**Yapılacak iş**. Aşağıdaki inşaat sektörü ve yerli malzeme konulu yazıyı hiçbir değişiklik yapmadan baştan sona tekrarla.

Yabancı Marka Hayranlığımız!

TÜİK verilerine göre Türkiye 2017’nin ilk çeyreğinde yüzde 5 büyüdü. İnşaat sektörü ise Türkiye ortalamasının 5 katı yani yüzde 25 büyüdü.

 

İnşaat Sektöründe, Çin’den sonra dünyada ikinci sırada yer alan Türkiye’nin yüzde 25 büyüme kaydetmesi çok çok önemli bir gelişme. Hele ki dolaylı veya doğrudan yaklaşık 500 kalemi etkilediğini varsayarsak!

 

İnşaat sektörünün yüzde 25 büyüdüğünü düşünürsek buna paralel olarak inşaat malzemeleri sektörünün de yüzde 25 büyümesi gerekiyor. Tabi yerli malzeme kullanırsak!

 

Sadece inşaat imalatında değil inşaat malzemeleri üretiminde de dünyanın sayılı ülkeleri arasındayız. Bugün neredeyse yüzde 100 yerli malzemeyle bir inşaat üretmek mümkün. Ülkemizdeki ‘ithal merakını’ en azından inşaat sektörü olarak bir kenara bırakmalıyız.

 

2016 yılında Türkiye 15.2 milyar dolar inşaat malzemesi ihracatı gerçekleşti. Bununla birlikte 9.3 milyar dolarlık ithalat yaptık. ‘Dünya bizi tercih ederken biz dünyayı tercih ediyoruz’. Dünyaya ihracat edecek kalitede inşaat malzemelerimize biz ne kadar rağbet gösteriyoruz?

**Ham veri**.
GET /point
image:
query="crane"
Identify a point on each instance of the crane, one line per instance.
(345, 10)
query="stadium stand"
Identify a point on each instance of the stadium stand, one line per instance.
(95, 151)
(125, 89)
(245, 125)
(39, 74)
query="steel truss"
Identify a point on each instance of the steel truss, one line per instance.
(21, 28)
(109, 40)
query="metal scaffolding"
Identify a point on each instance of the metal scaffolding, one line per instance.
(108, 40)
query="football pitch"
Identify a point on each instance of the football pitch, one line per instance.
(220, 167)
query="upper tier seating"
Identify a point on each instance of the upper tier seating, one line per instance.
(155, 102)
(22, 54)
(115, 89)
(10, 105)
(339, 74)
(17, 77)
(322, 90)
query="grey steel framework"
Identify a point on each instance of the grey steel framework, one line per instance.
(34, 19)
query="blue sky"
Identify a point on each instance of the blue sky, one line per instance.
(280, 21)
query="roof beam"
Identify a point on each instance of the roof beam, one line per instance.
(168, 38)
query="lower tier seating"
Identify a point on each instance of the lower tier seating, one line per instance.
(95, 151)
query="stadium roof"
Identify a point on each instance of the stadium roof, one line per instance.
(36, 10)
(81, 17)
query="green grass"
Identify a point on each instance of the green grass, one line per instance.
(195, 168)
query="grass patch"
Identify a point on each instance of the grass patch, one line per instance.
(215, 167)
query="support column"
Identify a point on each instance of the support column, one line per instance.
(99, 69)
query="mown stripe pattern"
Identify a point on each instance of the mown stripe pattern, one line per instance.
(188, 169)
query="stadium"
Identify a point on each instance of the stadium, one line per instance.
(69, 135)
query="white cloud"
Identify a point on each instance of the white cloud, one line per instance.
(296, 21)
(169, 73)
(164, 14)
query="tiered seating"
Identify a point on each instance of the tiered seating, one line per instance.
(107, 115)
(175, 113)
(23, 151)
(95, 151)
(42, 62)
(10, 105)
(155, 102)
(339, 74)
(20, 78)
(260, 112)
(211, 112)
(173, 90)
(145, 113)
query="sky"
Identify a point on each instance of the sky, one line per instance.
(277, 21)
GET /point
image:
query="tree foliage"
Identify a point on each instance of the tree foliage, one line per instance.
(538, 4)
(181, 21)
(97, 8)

**Doğru çıktı**.
Yabancı Marka Hayranlığımız!

TÜİK verilerine göre Türkiye 2017’nin ilk çeyreğinde yüzde 5 büyüdü. İnşaat sektörü ise Türkiye ortalamasının 5 katı yani yüzde 25 büyüdü.

 

İnşaat Sektöründe, Çin’den sonra dünyada ikinci sırada yer alan Türkiye’nin yüzde 25 büyüme kaydetmesi çok çok önemli bir gelişme. Hele ki dolaylı veya doğrudan yaklaşık 500 kalemi etkilediğini varsayarsak!

 

İnşaat sektörünün yüzde 25 büyüdüğünü düşünürsek buna paralel olarak inşaat malzemeleri sektörünün de yüzde 25 büyümesi gerekiyor. Tabi yerli malzeme kullanırsak!

 

Sadece inşaat imalatında değil inşaat malzemeleri üretiminde de dünyanın sayılı ülkeleri arasındayız. Bugün neredeyse yüzde 100 yerli malzemeyle bir inşaat üretmek mümkün. Ülkemizdeki ‘ithal merakını’ en azından inşaat sektörü olarak bir kenara bırakmalıyız.

 

2016 yılında Türkiye 15.2 milyar dolar inşaat malzemesi ihracatı gerçekleşti. Bununla birlikte 9.3 milyar dolarlık ithalat yaptık. ‘Dünya bizi tercih ederken biz dünyayı tercih ediyoruz’. Dünyaya ihracat edecek kalitede inşaat malzemelerimize biz ne kadar rağbet gösteriyoruz?